▶ Problem requirements: Gather each line of the records below that contains the string "sleeve", and copy those lines. Case counts.

▶ Input data:

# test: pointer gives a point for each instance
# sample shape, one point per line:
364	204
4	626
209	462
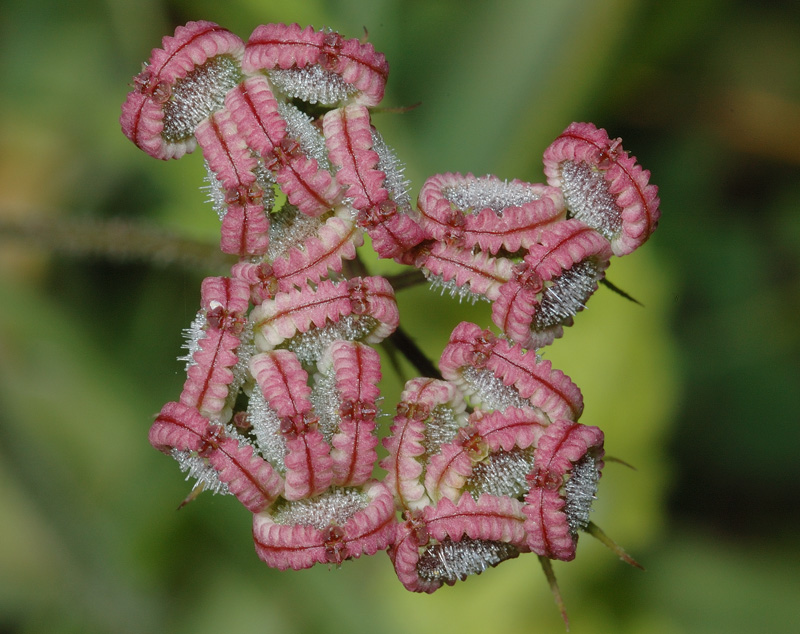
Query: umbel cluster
487	459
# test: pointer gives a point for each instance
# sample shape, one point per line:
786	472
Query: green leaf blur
698	389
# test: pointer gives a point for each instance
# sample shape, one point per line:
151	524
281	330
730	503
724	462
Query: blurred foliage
699	389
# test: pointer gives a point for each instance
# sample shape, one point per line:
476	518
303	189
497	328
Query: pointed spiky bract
280	407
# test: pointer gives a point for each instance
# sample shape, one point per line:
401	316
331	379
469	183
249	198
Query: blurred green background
699	389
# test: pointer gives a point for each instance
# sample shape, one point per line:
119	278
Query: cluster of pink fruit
280	405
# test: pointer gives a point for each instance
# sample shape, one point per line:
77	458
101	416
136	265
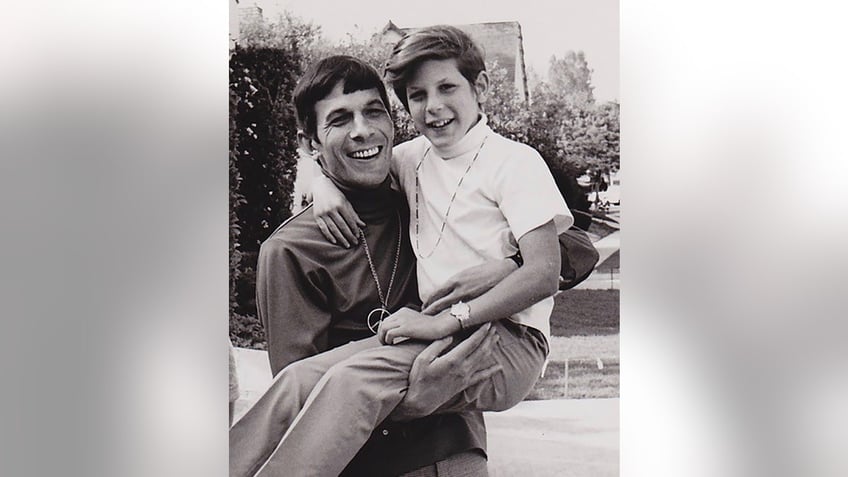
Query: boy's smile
442	103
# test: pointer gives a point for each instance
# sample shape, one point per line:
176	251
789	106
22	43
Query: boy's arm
332	211
535	280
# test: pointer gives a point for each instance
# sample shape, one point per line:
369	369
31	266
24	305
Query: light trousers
319	411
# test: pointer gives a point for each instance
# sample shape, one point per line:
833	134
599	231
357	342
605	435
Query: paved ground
562	438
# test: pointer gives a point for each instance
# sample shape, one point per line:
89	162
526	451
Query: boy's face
354	136
442	103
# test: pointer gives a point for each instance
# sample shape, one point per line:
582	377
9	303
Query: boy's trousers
319	411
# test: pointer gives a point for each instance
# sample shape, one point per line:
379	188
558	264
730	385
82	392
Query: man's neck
371	204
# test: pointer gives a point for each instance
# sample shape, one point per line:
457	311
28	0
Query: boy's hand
468	284
437	377
406	323
334	214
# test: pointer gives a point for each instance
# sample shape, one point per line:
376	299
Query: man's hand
468	284
333	213
435	379
407	323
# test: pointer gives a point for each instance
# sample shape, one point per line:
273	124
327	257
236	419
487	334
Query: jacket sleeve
291	306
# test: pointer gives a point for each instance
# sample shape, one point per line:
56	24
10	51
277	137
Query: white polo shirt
507	192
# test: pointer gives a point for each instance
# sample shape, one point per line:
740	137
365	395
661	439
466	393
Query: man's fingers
342	225
325	231
434	349
436	296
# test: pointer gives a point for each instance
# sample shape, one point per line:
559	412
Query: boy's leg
521	353
254	436
342	411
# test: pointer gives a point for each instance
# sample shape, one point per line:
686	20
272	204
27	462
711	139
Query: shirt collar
470	142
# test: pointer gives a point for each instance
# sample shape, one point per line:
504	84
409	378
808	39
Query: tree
571	78
264	69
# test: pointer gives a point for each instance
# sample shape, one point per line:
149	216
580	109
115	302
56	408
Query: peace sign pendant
380	313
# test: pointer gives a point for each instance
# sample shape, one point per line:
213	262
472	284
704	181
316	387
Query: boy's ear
481	87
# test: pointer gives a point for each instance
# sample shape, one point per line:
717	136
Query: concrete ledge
554	438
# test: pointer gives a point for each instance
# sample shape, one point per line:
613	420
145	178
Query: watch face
459	309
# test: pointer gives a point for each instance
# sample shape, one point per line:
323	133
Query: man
313	296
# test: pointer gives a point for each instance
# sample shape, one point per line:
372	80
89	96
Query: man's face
442	103
354	136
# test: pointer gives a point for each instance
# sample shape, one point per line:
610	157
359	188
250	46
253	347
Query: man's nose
362	127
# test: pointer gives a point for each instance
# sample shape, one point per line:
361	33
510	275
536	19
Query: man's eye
337	121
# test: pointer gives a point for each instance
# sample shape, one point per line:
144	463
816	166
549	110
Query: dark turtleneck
374	204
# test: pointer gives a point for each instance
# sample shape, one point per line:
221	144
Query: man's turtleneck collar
372	204
470	142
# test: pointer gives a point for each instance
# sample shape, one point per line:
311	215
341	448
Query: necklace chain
384	300
450	204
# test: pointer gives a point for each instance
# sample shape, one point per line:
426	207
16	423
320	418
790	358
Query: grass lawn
585	313
585	326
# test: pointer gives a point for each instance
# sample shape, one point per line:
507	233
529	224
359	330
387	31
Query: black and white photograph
424	239
407	218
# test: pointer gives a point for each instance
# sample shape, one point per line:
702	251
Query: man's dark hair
320	79
439	42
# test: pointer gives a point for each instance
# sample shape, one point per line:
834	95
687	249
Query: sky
549	27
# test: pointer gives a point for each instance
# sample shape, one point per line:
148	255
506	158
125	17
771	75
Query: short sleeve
527	194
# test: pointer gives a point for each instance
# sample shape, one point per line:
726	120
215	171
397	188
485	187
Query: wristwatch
462	312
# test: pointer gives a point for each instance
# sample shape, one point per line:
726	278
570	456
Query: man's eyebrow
337	112
375	102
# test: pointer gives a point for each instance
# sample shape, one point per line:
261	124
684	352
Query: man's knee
298	378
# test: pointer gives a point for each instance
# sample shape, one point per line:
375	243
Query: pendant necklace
382	311
450	204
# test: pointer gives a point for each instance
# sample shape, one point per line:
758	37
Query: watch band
517	258
462	312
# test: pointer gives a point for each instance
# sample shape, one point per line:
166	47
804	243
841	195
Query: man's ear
307	144
481	86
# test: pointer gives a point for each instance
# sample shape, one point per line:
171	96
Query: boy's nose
434	105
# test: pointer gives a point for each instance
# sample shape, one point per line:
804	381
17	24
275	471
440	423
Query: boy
473	196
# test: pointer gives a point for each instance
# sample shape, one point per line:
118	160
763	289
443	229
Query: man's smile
369	153
440	123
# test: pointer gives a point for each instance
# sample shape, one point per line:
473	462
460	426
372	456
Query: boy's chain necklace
450	204
382	311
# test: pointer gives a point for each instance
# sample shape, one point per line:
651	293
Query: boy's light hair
439	42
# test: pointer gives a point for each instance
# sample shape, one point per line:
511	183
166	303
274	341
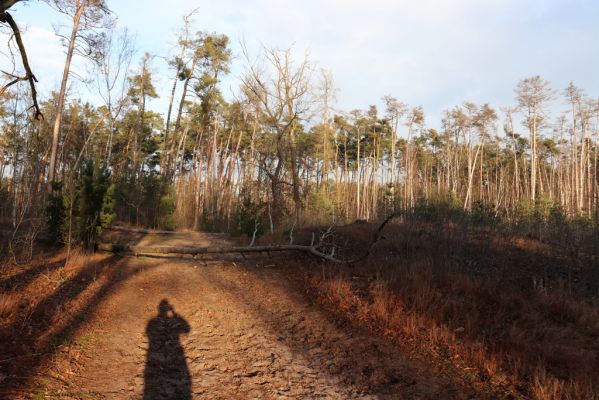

▶ Complete output:
Query: jacket sleeve
Query: short sleeve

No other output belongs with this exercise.